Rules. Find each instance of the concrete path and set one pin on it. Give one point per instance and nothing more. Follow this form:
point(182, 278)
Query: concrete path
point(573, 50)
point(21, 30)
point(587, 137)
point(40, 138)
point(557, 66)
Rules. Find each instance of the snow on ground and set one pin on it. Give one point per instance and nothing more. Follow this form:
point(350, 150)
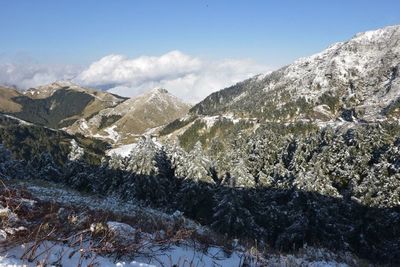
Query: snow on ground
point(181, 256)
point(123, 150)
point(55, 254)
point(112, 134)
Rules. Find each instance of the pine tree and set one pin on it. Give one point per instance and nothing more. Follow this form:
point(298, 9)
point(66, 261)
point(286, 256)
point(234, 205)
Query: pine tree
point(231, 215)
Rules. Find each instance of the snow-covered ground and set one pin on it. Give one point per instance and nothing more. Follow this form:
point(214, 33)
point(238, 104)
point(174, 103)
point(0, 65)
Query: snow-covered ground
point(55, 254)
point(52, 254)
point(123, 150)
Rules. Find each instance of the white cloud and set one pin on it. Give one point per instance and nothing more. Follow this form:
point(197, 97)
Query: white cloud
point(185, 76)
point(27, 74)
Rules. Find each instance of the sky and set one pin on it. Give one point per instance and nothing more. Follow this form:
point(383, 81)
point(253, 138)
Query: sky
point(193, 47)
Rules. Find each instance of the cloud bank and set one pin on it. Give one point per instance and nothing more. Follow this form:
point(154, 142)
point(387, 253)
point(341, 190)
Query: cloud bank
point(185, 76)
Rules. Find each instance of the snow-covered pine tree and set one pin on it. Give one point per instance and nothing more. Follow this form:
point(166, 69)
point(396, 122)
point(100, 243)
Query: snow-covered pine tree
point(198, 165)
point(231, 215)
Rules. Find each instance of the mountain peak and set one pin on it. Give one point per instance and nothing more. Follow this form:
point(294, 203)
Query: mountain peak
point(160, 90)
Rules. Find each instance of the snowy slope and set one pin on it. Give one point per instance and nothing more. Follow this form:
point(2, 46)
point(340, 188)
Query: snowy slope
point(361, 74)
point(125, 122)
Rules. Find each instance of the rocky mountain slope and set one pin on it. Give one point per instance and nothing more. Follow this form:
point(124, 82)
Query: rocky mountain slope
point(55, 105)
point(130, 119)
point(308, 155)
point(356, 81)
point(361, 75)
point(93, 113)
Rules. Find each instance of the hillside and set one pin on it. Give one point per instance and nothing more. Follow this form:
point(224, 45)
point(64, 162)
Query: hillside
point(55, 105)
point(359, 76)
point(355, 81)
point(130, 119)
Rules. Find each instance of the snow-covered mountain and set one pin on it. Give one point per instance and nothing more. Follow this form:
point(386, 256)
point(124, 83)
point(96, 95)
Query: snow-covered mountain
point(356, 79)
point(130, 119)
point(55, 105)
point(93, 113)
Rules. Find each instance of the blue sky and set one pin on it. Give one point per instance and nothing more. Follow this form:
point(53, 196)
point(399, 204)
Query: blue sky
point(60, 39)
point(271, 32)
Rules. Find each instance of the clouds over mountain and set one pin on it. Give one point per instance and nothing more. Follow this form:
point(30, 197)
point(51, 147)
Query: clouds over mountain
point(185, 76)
= = = = = = =
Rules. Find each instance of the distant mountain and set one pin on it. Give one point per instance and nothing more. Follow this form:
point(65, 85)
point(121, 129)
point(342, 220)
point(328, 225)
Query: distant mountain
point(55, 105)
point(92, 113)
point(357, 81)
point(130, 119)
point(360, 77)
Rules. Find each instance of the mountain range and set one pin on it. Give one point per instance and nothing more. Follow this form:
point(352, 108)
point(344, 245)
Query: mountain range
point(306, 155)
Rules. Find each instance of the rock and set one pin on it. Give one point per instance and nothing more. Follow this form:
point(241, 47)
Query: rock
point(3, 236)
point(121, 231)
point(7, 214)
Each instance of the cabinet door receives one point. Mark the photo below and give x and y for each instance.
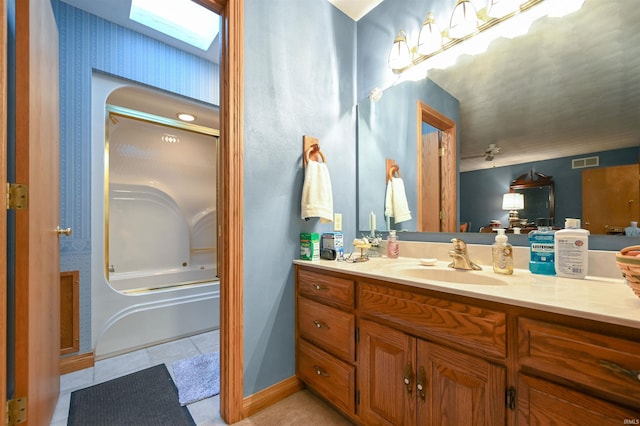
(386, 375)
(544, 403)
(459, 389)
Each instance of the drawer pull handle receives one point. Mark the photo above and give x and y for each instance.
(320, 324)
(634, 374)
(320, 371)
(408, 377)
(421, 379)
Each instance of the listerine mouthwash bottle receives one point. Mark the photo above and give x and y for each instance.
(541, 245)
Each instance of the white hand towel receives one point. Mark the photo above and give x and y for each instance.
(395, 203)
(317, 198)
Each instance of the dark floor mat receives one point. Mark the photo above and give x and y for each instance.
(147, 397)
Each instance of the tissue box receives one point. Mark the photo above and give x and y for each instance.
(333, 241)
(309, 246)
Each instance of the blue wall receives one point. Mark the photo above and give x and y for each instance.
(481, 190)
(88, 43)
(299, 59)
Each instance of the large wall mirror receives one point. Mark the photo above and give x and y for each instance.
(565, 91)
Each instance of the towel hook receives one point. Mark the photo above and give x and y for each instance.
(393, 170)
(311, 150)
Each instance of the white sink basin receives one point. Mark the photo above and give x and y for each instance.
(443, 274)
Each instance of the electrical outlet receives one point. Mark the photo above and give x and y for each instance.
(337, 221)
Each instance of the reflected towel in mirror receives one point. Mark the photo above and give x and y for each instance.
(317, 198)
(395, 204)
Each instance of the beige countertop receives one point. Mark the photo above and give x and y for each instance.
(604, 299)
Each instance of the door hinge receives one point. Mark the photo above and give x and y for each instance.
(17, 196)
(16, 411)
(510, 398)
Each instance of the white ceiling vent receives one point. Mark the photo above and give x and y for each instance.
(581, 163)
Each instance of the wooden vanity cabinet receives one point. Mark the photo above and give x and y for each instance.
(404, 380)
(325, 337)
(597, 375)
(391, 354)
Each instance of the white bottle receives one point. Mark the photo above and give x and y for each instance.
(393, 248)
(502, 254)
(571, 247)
= = = = = = =
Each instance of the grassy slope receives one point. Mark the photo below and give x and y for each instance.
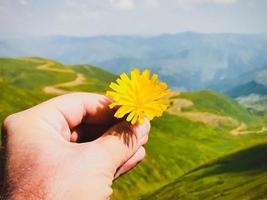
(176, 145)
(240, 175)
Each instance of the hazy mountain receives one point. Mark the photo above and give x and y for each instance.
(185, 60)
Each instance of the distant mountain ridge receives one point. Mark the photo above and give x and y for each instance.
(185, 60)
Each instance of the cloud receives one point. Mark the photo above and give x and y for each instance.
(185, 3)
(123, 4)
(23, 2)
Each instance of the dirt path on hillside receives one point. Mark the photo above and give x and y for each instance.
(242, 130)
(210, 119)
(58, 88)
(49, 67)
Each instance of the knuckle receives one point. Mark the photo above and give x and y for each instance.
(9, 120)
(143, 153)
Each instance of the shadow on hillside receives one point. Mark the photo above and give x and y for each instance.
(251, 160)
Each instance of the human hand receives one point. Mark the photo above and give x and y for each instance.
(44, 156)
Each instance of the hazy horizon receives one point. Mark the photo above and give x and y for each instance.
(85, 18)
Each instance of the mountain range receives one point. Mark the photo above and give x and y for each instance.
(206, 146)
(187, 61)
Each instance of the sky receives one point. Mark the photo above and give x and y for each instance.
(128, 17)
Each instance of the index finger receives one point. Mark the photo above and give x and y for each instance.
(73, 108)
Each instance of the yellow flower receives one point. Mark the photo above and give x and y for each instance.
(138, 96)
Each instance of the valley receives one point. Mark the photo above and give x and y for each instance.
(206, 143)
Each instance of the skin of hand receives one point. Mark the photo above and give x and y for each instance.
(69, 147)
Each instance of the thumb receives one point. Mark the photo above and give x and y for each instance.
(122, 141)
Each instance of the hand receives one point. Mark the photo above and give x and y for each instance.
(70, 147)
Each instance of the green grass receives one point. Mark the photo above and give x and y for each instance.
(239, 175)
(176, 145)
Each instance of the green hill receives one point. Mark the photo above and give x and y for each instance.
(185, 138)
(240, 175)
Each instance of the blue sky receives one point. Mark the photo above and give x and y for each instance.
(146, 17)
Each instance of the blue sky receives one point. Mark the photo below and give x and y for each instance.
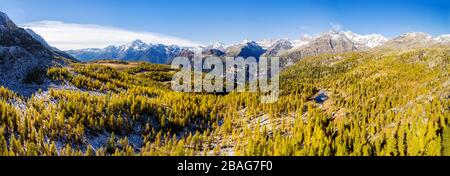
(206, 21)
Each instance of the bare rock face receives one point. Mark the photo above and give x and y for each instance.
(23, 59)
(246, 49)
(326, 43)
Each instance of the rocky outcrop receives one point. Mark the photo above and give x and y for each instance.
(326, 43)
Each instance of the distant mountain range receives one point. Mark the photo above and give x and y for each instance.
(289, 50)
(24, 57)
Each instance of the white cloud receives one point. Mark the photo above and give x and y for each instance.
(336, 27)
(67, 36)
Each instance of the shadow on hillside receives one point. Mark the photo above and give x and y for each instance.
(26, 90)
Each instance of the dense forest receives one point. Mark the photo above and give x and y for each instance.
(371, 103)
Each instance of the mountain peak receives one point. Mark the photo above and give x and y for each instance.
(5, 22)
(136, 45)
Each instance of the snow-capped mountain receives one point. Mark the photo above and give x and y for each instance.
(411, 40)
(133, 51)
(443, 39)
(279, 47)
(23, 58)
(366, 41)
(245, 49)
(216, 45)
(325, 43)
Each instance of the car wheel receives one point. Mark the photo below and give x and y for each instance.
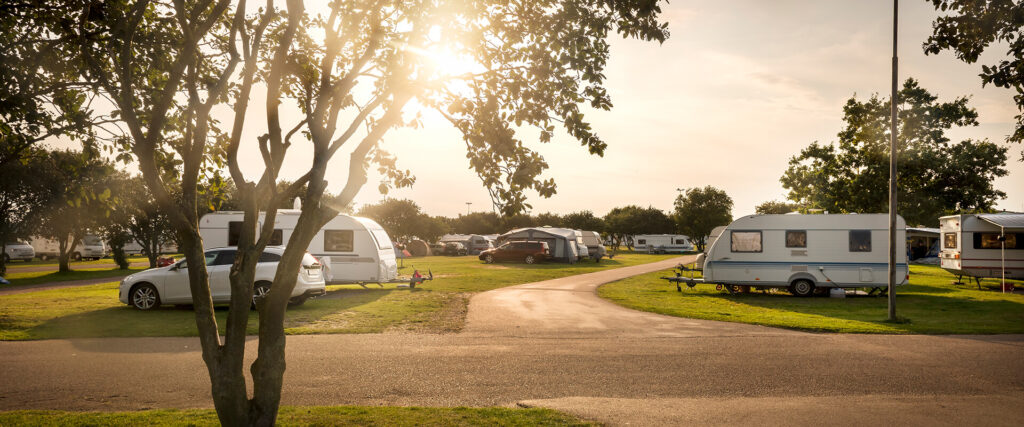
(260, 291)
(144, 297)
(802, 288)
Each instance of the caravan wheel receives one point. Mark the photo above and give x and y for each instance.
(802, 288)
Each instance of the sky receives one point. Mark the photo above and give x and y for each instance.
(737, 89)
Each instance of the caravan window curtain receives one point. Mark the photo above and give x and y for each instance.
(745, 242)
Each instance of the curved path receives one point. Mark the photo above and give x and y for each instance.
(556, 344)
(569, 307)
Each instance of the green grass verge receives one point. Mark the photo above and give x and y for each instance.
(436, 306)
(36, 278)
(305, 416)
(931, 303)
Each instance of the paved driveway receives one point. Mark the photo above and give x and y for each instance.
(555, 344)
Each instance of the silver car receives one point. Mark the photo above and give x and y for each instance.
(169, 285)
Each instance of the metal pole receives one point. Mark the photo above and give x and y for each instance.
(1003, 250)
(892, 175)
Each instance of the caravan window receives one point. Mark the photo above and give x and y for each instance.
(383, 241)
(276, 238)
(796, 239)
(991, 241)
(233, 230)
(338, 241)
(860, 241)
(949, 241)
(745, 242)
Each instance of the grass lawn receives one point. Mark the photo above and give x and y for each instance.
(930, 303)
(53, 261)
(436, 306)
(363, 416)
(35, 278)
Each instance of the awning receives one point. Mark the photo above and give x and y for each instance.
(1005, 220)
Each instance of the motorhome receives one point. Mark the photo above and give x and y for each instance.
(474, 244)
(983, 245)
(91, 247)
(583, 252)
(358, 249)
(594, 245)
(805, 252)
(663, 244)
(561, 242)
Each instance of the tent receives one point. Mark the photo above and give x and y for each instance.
= = = = = = =
Gestellte Aufgabe: Gib aus der Auflistung oben den Abschnitt wortgetreu wieder, der mit der Zeile beginnt, die „Rules. Find each instance of the concrete“ enthält, und mit der Zeile endet, die „point(27, 74)“ enthält, beide Zeilen eingeschlossen. Lass die Bilder dabei weg.

Antwort folgt:
Rules. Find each instance of the concrete path and set one pin on it. Give one point per instance and nothing more. Follow this form:
point(182, 278)
Query: concrete path
point(573, 50)
point(21, 30)
point(587, 137)
point(40, 138)
point(557, 66)
Rules. Find each instance of the snow on ground and set one pin on it. Give one point per instance and nothing more. Follow this form:
point(350, 150)
Query: snow on ground
point(181, 256)
point(123, 150)
point(55, 254)
point(112, 134)
Rules. Find each instance of the pine tree and set one pin on it. Give one point per instance and nothing more. Follow this form:
point(298, 9)
point(66, 261)
point(286, 256)
point(234, 205)
Query: pine tree
point(231, 215)
Rules. Find each instance of the snow-covered ground and set one pin on it. Give one point per instance and nothing more. Follow this form:
point(214, 33)
point(238, 104)
point(174, 103)
point(0, 65)
Query: snow-covered ground
point(55, 254)
point(52, 254)
point(123, 150)
Rules. Find each instance of the white cloud and set one pin on it. Give one point per instance and nothing more. Follow this form:
point(197, 97)
Query: white cloud
point(185, 76)
point(27, 74)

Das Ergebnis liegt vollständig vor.